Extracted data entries
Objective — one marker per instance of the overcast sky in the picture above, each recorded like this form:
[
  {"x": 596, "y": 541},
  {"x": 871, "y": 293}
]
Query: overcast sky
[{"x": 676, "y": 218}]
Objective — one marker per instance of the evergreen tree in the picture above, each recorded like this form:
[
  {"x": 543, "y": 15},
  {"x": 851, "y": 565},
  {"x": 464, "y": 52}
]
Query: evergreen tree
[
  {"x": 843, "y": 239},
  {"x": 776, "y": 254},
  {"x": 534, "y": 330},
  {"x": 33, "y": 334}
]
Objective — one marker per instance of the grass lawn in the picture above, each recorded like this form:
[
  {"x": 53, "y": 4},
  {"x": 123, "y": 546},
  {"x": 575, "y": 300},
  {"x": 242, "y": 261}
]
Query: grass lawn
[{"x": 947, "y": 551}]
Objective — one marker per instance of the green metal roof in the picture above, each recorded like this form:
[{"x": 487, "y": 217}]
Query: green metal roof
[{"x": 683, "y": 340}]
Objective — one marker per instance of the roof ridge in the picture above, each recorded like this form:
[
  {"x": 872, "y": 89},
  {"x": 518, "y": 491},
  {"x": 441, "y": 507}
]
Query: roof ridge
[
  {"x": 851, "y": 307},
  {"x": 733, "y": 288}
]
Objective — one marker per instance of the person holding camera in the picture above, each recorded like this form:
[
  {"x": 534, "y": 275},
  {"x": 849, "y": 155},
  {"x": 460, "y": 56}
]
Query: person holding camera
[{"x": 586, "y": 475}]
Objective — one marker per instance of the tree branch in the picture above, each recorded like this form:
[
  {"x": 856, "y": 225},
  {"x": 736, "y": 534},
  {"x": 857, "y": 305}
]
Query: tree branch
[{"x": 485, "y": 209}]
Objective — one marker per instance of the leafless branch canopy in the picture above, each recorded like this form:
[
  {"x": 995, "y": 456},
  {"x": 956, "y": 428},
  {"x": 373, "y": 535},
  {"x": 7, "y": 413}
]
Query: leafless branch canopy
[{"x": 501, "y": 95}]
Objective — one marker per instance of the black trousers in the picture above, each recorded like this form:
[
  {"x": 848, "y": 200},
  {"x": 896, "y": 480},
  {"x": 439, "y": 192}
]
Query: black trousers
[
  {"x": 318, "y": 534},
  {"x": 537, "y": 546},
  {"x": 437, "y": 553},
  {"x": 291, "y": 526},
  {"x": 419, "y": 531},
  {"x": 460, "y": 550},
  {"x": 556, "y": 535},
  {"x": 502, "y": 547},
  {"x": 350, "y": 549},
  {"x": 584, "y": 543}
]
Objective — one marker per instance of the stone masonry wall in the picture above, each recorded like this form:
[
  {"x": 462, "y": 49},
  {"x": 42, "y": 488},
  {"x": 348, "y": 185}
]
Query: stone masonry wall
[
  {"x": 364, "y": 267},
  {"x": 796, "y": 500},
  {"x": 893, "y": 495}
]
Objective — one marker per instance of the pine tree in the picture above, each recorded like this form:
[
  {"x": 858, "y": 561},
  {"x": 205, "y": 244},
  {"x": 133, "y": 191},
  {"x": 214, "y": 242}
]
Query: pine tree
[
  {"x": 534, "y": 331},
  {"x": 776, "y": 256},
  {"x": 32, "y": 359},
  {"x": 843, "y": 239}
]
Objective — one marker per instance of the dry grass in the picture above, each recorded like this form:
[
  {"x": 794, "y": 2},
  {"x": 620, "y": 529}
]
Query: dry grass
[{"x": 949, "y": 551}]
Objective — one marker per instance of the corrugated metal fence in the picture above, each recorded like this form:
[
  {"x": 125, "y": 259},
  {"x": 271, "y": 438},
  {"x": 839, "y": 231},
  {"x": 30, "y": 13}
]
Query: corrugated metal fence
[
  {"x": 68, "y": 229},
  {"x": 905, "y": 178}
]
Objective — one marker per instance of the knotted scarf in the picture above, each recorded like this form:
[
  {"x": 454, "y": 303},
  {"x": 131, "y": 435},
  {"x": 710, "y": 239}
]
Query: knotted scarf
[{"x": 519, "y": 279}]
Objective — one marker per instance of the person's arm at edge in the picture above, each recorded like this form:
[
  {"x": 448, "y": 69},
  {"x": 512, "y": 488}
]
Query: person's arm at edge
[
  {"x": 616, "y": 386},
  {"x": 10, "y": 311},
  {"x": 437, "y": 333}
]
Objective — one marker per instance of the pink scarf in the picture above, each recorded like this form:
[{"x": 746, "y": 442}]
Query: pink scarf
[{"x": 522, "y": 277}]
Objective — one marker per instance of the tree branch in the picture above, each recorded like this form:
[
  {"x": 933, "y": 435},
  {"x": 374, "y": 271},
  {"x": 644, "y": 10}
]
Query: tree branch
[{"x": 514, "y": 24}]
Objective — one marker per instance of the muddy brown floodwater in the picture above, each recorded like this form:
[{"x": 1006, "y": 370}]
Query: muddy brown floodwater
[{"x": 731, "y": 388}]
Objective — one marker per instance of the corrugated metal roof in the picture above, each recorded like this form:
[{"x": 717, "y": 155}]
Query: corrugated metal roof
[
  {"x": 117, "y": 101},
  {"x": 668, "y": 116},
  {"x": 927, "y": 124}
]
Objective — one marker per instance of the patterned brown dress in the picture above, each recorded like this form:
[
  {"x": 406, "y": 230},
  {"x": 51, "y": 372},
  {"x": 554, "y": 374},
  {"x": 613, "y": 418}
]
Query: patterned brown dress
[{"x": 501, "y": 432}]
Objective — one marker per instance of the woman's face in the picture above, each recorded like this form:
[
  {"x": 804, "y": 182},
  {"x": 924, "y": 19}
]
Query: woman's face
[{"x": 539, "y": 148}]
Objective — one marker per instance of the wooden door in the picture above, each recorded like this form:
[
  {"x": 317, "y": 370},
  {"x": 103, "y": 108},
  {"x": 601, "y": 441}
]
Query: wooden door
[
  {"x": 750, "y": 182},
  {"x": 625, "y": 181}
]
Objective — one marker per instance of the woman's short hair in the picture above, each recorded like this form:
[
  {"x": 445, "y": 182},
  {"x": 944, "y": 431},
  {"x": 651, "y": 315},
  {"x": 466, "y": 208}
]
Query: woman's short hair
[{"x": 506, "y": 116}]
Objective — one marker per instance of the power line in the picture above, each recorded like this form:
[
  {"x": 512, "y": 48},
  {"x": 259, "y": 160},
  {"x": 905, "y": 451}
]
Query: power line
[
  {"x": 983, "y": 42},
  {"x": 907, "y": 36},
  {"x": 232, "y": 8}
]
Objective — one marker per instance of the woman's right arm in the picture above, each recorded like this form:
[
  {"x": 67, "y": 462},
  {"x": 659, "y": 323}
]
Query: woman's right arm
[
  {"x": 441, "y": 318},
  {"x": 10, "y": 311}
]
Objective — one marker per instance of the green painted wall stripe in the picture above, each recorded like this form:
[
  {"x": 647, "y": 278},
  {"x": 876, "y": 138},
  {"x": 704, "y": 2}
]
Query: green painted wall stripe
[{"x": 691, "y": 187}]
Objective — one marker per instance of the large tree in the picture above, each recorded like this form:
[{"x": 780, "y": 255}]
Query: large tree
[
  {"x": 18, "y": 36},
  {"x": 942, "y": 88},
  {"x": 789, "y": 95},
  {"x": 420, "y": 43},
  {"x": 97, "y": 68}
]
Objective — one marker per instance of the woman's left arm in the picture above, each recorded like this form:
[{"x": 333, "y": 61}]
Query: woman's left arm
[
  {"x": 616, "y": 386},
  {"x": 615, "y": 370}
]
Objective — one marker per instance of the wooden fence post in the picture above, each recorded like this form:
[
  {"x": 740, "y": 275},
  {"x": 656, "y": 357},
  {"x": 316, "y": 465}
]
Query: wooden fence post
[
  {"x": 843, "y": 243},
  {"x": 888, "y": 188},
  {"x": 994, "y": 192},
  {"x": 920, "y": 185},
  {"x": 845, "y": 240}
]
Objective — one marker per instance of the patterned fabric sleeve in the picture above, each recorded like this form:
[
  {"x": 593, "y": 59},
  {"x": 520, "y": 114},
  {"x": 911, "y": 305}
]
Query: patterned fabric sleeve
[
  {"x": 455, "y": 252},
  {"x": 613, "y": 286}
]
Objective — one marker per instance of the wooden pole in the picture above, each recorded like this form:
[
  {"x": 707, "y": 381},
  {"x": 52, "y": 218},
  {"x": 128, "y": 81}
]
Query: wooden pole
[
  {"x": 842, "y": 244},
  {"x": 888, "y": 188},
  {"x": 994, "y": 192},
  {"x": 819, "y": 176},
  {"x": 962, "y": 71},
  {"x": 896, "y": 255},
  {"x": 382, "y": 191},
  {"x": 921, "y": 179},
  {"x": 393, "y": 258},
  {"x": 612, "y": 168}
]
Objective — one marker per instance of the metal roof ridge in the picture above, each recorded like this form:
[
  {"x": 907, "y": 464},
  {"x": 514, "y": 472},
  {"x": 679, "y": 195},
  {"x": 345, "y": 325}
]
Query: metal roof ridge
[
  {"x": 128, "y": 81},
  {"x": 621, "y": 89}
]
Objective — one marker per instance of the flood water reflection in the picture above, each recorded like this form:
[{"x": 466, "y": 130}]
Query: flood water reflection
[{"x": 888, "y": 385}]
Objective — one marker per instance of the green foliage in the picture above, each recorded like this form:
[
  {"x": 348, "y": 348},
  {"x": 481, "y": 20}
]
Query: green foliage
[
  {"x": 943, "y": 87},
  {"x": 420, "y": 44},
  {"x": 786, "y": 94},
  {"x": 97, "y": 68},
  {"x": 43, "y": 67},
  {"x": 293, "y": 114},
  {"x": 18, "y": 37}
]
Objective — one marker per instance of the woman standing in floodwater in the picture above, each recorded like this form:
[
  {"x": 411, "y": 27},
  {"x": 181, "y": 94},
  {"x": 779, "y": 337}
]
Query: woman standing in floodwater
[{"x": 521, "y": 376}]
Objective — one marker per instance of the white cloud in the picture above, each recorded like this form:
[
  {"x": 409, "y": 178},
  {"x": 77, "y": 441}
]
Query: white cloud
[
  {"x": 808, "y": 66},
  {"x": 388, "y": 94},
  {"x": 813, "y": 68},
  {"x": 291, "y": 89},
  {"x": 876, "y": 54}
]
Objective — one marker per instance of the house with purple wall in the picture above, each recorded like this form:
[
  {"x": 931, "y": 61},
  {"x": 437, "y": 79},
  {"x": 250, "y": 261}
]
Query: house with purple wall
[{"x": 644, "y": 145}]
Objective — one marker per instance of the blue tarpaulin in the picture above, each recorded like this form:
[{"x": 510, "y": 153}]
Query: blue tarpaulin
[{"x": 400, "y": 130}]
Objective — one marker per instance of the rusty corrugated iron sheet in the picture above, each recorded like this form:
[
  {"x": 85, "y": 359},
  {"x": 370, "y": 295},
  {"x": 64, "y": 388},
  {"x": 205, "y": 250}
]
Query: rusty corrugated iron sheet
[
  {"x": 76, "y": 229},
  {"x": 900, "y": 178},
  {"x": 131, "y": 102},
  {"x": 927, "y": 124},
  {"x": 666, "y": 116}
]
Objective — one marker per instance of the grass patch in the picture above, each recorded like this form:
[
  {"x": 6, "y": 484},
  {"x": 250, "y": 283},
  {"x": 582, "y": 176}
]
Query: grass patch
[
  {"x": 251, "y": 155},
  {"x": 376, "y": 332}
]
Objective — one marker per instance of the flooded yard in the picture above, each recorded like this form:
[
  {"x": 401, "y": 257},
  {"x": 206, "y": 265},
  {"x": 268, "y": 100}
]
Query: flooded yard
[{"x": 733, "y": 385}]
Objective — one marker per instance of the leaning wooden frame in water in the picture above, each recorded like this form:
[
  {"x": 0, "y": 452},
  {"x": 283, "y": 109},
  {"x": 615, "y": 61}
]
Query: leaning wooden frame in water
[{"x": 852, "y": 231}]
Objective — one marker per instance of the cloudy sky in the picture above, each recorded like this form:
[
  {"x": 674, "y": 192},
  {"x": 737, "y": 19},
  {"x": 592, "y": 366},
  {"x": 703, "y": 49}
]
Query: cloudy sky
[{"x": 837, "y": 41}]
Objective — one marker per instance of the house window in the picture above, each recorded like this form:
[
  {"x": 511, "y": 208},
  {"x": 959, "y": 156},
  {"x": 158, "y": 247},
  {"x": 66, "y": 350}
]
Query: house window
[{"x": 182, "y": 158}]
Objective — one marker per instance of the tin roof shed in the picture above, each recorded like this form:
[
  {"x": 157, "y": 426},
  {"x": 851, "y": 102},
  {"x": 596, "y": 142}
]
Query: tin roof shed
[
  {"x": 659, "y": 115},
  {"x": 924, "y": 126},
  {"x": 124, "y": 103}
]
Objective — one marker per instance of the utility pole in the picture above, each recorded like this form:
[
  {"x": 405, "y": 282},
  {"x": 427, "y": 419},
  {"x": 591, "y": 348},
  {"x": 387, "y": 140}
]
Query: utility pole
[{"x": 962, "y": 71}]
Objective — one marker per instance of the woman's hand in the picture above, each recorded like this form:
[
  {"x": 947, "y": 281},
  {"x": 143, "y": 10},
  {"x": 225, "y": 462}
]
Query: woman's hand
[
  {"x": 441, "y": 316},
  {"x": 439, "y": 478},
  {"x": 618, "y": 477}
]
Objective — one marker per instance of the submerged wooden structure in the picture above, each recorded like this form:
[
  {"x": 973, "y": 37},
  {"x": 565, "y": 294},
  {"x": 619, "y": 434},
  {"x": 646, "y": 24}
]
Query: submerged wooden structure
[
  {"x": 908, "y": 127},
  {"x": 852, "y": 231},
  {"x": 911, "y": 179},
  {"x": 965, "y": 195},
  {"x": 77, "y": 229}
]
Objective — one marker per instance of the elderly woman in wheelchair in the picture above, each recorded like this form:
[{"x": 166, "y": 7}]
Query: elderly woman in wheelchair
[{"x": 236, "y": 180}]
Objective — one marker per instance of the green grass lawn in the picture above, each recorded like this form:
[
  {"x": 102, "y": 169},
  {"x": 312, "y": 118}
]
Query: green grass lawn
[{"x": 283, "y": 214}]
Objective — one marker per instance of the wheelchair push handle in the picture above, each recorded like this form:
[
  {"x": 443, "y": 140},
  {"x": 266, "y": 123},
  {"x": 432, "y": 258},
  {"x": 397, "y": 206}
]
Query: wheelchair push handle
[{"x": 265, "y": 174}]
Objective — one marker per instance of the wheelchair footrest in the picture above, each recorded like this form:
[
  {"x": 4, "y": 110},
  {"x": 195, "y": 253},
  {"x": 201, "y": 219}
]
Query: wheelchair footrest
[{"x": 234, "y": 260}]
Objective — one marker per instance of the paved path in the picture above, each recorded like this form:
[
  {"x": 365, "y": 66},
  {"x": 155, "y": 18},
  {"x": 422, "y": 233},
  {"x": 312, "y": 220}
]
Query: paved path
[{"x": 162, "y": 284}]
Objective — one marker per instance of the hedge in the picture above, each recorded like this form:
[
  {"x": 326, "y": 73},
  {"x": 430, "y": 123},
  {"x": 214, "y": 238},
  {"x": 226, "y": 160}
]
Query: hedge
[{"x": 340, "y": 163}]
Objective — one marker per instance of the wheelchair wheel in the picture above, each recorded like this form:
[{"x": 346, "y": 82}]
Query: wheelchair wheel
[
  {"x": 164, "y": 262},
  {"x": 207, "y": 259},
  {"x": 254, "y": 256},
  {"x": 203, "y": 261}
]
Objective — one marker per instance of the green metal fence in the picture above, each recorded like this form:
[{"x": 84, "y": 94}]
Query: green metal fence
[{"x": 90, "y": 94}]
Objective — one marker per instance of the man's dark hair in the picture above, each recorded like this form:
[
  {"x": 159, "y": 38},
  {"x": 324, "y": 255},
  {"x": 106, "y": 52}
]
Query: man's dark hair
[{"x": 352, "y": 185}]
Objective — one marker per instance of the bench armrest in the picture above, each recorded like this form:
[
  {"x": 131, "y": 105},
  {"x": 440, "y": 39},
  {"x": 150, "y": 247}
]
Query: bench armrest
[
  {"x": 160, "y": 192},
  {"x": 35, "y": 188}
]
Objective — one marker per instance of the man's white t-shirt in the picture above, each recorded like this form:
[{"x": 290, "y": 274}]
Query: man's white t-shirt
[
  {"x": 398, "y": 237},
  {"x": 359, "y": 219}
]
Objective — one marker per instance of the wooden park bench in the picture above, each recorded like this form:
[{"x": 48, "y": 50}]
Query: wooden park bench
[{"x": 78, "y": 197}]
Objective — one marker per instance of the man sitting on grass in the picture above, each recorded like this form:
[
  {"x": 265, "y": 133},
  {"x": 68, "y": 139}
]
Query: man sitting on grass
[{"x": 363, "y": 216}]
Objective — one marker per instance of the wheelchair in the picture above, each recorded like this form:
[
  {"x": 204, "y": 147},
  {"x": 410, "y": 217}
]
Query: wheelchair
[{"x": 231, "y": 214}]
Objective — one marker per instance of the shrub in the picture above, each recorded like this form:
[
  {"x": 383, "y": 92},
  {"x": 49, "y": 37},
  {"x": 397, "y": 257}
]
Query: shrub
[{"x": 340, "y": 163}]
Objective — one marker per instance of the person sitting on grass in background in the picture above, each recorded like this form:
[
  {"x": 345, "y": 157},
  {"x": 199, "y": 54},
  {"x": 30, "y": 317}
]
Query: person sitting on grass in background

Problem:
Give again only the lines of the material above that run from the one with "Objective — one marker per instance of the man sitting" through the end, both included, exactly as they appear.

Written response:
Objective — one marker per instance of the man sitting on grass in the picture above, each recorded like this form:
[
  {"x": 265, "y": 133},
  {"x": 68, "y": 139}
]
Query: man sitting on grass
[{"x": 363, "y": 216}]
Objective — one marker per instance of the wheelchair in the picture above, each recorded like this form:
[
  {"x": 204, "y": 147},
  {"x": 410, "y": 217}
]
Query: wheelchair
[{"x": 231, "y": 214}]
Objective — one marker per instance of the shrub in the picture above, each recorded like this form:
[
  {"x": 383, "y": 92},
  {"x": 49, "y": 37},
  {"x": 397, "y": 257}
]
Query: shrub
[{"x": 340, "y": 163}]
Objective — one marker per instance of the person sitting on grass in background in the picture above, each recorded like this form:
[
  {"x": 345, "y": 157},
  {"x": 199, "y": 54},
  {"x": 30, "y": 317}
]
Query: person sitting on grass in background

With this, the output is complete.